Given records below:

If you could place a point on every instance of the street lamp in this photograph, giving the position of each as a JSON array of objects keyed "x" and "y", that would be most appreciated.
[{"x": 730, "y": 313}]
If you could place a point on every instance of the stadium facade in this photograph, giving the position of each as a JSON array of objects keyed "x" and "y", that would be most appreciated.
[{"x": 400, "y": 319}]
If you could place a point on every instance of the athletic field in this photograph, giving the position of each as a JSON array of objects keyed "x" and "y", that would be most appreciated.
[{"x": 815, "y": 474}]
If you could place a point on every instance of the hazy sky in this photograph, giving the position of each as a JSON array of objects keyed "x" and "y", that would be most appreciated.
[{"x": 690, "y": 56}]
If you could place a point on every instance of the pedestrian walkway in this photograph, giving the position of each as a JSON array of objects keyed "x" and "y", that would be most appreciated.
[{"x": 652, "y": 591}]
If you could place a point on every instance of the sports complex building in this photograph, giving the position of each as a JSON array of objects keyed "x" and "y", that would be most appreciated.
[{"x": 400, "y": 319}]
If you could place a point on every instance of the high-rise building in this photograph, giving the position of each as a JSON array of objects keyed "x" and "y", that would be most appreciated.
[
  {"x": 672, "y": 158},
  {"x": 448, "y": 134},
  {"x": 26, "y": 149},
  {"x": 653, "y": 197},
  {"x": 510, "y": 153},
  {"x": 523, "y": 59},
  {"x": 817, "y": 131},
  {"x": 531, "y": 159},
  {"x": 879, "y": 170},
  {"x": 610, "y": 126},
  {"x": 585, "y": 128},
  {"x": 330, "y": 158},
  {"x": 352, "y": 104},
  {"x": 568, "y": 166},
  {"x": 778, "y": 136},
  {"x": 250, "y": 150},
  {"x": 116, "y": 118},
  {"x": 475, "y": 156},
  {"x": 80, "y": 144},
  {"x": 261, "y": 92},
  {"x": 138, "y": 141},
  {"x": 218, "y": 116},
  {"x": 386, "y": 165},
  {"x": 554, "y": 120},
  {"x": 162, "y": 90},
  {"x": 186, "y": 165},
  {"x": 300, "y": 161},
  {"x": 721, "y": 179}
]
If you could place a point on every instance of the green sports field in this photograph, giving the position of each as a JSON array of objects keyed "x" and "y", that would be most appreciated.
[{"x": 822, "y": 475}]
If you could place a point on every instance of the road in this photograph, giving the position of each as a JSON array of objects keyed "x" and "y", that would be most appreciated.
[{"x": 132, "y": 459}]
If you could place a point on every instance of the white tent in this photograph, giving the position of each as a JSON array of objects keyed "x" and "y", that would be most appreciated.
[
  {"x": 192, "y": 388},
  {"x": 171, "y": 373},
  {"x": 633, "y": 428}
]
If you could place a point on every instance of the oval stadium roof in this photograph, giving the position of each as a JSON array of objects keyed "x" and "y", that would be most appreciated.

End of Given records.

-- Your task --
Once more, write out the records exactly as they are.

-- Completed exercise --
If you could place a point on every instance of the street lamp in this photograph, giving the position of each as a JSON array of objects keyed "x" and "y", that would be most appreciated.
[{"x": 730, "y": 313}]
If you could place a point on every instance of the stadium facade in this photograph, giving the position of each as a JSON array of objects keyed "x" and "y", that would be most appreciated.
[{"x": 400, "y": 319}]
If you could place a point on every instance of the athletic field in this photograph, giving the position of each as a JSON array of objects keyed "x" and "y", that would be most appreciated.
[{"x": 815, "y": 474}]
If you could place a point on every instance of the hazy sky in this photograph, giving the position of each as a JSON array of objects keyed "x" and "y", that would be most appreciated.
[{"x": 690, "y": 56}]
If you could place a point on every instance of the pedestrian walkway in this photograph, giving the position of each as a JSON array of objects keyed "x" and "y", that would be most appreciated.
[{"x": 652, "y": 591}]
If you could place a point on every instance of the sports complex building in this photograph, giving the position of each as a JSON array of objects keyed "x" and "y", that would be most appreciated.
[{"x": 400, "y": 319}]
If you could place a point on every instance of the high-rise building in this photograph, giving the position of each as a JSON array of objects keyed "x" and "y", that would be most appreciated.
[
  {"x": 672, "y": 158},
  {"x": 448, "y": 134},
  {"x": 26, "y": 149},
  {"x": 653, "y": 197},
  {"x": 510, "y": 153},
  {"x": 523, "y": 59},
  {"x": 817, "y": 131},
  {"x": 531, "y": 159},
  {"x": 879, "y": 170},
  {"x": 610, "y": 126},
  {"x": 585, "y": 128},
  {"x": 330, "y": 158},
  {"x": 352, "y": 104},
  {"x": 568, "y": 166},
  {"x": 778, "y": 136},
  {"x": 250, "y": 150},
  {"x": 116, "y": 118},
  {"x": 475, "y": 156},
  {"x": 80, "y": 144},
  {"x": 261, "y": 92},
  {"x": 138, "y": 141},
  {"x": 218, "y": 116},
  {"x": 386, "y": 165},
  {"x": 554, "y": 120},
  {"x": 162, "y": 90},
  {"x": 186, "y": 165},
  {"x": 300, "y": 161},
  {"x": 721, "y": 179}
]
If you could place a point on every instance of the green sports field in this photograph, giving the position of each as a JSON array of objects keyed "x" and "y", that would be most appreciated.
[{"x": 822, "y": 475}]
If you could place a point on every instance of the road in this photograph, giving the position of each as a JSON array of objects keyed "x" and "y", that would be most appreciated.
[{"x": 132, "y": 459}]
If you could place a point on every instance of the white tent in this photograph, giving the position of each as a JSON array of objects keyed "x" and "y", that would be most appreciated.
[
  {"x": 192, "y": 388},
  {"x": 171, "y": 373},
  {"x": 633, "y": 428}
]
If you could place a point on every instance of the oval stadium roof in this photograph, giving the position of each as a JSON array of objects keyed "x" and "y", that would be most appreciated.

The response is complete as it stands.